## EXERCISE SET
(a) Answer these questions using the text on "Look Back at It":
(i) Who is credited as the song's producer?
(ii) Under which labels was the song released?
(iii) Which two Michael Jackson songs does the track interpolate?
(b) Render only the listing lines, starting at the first line of the listing and ending at the line that contains "<point>89,58</point>", as a Markdown table with the columns Row and Listing line. Number each row and leave out blank lines.

## EXCERPTED TEXT

Single by A Boogie wit da Hoodie

from the album Hoodie SZN
- Released: December 7, 2018 (original version); February 20, 2019 (with Olexesh); March 28, 2019 (with Park Woo-jin); June 7, 2019 (with Capo Plaza);
- Length: 3:04 (with Park Woo-jin); 2:59 (original version);
- Label: Highbridge; Atlantic;
- Songwriters: Artist Julius Dubose; Christian Ward; Christopher Dotson; Fred Jerkins III; LaShawn Daniels; Matthew Samuels; Michael Jackson; Nora Payne; Rodney Jerkins;
- Producer: Jahaan Sweet;

A Boogie wit da Hoodie singles chronology
| "Right Moves" (2018) | "Look Back at It" (2018) | "Lips Don't Lie" (2019) |

Music video
- "Look Back at It" on YouTube

= Look Back at It =

"Look Back at It" is a song by American rapper A Boogie wit da Hoodie, released as the lead single from his second studio album Hoodie SZN in December 2018. It interpolates a sample from Michael Jackson's "Remember the Time" and "You Rock My World". The song was released to rhythmic radio in the United States.

## RECORDS FOR PROCESSING
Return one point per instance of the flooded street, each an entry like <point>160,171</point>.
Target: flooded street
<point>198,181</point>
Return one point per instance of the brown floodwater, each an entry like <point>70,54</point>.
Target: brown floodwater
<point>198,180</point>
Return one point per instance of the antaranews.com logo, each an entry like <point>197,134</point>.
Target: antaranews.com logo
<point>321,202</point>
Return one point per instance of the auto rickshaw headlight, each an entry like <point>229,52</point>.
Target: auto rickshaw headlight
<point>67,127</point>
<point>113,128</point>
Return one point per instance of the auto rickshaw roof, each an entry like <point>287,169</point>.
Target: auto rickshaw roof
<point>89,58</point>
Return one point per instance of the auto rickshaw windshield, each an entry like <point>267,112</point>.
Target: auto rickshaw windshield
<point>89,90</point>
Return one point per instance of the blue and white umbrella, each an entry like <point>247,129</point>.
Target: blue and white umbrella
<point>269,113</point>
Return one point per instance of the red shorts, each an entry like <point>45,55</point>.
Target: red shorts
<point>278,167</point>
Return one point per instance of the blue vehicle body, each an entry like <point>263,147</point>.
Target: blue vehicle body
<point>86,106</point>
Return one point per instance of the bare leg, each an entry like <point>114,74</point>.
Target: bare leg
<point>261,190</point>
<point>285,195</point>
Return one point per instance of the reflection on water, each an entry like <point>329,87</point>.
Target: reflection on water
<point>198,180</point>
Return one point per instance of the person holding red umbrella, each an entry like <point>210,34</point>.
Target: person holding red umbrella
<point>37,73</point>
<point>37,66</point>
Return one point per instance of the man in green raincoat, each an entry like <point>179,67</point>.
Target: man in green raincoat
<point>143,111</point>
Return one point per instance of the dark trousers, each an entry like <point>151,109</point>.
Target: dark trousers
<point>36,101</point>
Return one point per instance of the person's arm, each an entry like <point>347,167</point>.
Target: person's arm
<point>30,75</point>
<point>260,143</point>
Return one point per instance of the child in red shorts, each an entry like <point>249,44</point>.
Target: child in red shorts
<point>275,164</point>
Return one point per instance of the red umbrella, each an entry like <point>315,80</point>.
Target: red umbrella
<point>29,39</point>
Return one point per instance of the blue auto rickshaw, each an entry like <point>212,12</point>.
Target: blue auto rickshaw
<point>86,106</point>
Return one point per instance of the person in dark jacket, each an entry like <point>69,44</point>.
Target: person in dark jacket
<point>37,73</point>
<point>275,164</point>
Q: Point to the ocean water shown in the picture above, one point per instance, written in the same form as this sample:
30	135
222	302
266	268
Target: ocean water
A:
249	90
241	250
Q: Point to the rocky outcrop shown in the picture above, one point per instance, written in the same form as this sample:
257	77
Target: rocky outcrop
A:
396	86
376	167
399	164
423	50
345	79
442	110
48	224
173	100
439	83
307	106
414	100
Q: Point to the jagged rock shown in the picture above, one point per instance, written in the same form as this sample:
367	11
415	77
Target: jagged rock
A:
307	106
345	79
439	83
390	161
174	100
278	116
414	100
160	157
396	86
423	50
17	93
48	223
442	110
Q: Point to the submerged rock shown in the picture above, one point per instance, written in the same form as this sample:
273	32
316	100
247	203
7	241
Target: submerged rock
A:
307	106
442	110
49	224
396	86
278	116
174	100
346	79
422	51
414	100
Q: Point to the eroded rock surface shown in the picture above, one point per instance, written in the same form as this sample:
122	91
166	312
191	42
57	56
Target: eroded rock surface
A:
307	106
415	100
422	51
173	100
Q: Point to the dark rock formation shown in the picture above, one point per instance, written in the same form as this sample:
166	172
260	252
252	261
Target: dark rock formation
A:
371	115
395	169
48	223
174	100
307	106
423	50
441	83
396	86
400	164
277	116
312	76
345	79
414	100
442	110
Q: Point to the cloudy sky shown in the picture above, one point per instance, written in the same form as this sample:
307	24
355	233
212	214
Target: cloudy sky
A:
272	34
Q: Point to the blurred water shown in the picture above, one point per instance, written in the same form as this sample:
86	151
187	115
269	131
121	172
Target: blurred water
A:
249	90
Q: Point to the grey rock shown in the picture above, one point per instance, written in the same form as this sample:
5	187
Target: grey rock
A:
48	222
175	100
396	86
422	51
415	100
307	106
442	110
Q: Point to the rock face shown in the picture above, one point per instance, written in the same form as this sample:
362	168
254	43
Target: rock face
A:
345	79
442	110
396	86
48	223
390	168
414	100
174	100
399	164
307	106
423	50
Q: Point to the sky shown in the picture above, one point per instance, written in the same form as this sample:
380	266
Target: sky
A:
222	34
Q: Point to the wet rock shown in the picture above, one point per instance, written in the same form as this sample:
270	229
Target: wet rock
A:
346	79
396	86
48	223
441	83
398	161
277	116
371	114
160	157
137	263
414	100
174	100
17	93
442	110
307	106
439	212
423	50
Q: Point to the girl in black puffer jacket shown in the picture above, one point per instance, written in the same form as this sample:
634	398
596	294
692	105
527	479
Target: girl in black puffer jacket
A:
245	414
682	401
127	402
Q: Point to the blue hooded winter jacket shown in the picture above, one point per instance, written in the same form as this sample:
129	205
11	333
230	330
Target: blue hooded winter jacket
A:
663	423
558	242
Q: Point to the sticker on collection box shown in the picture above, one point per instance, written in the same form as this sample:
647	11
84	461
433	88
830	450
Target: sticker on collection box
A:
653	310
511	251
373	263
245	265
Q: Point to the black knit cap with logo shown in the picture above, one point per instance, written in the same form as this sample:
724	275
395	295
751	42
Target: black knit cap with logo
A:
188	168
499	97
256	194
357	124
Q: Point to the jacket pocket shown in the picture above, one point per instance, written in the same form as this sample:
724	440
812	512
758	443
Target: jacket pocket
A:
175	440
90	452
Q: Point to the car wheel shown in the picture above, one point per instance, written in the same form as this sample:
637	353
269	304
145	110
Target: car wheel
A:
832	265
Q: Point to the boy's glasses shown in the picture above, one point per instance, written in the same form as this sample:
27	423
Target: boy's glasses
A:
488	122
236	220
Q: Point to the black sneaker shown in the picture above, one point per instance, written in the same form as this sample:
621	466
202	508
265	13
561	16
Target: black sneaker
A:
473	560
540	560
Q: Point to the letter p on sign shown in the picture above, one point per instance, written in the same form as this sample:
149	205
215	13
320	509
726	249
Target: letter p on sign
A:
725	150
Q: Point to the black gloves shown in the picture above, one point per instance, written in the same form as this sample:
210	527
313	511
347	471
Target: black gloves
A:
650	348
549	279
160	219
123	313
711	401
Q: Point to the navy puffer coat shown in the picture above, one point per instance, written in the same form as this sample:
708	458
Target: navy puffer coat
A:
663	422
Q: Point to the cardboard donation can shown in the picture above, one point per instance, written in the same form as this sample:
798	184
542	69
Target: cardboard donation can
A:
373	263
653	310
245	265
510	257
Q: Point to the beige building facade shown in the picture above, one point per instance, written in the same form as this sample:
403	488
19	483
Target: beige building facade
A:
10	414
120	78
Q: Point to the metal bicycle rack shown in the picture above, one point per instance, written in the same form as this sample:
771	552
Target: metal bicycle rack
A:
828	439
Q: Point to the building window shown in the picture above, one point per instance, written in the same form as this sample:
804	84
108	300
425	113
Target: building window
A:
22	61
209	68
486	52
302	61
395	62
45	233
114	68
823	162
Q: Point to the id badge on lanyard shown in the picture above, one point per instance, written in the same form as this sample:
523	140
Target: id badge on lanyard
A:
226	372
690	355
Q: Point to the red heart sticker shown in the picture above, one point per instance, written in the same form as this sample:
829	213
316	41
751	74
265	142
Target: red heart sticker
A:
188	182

## RESPONSES PER TASK
(a)
(i) Jahaan Sweet
(ii) Highbridge and Atlantic
(iii) "Remember the Time" and "You Rock My World"

(b)
| Row | Listing line |
|---|---|
| 1 | Return one point per instance of the flooded street, each an entry like <point>160,171</point>. |
| 2 | Target: flooded street |
| 3 | <point>198,181</point> |
| 4 | Return one point per instance of the brown floodwater, each an entry like <point>70,54</point>. |
| 5 | Target: brown floodwater |
| 6 | <point>198,180</point> |
| 7 | Return one point per instance of the antaranews.com logo, each an entry like <point>197,134</point>. |
| 8 | Target: antaranews.com logo |
| 9 | <point>321,202</point> |
| 10 | Return one point per instance of the auto rickshaw headlight, each an entry like <point>229,52</point>. |
| 11 | Target: auto rickshaw headlight |
| 12 | <point>67,127</point> |
| 13 | <point>113,128</point> |
| 14 | Return one point per instance of the auto rickshaw roof, each an entry like <point>287,169</point>. |
| 15 | Target: auto rickshaw roof |
| 16 | <point>89,58</point> |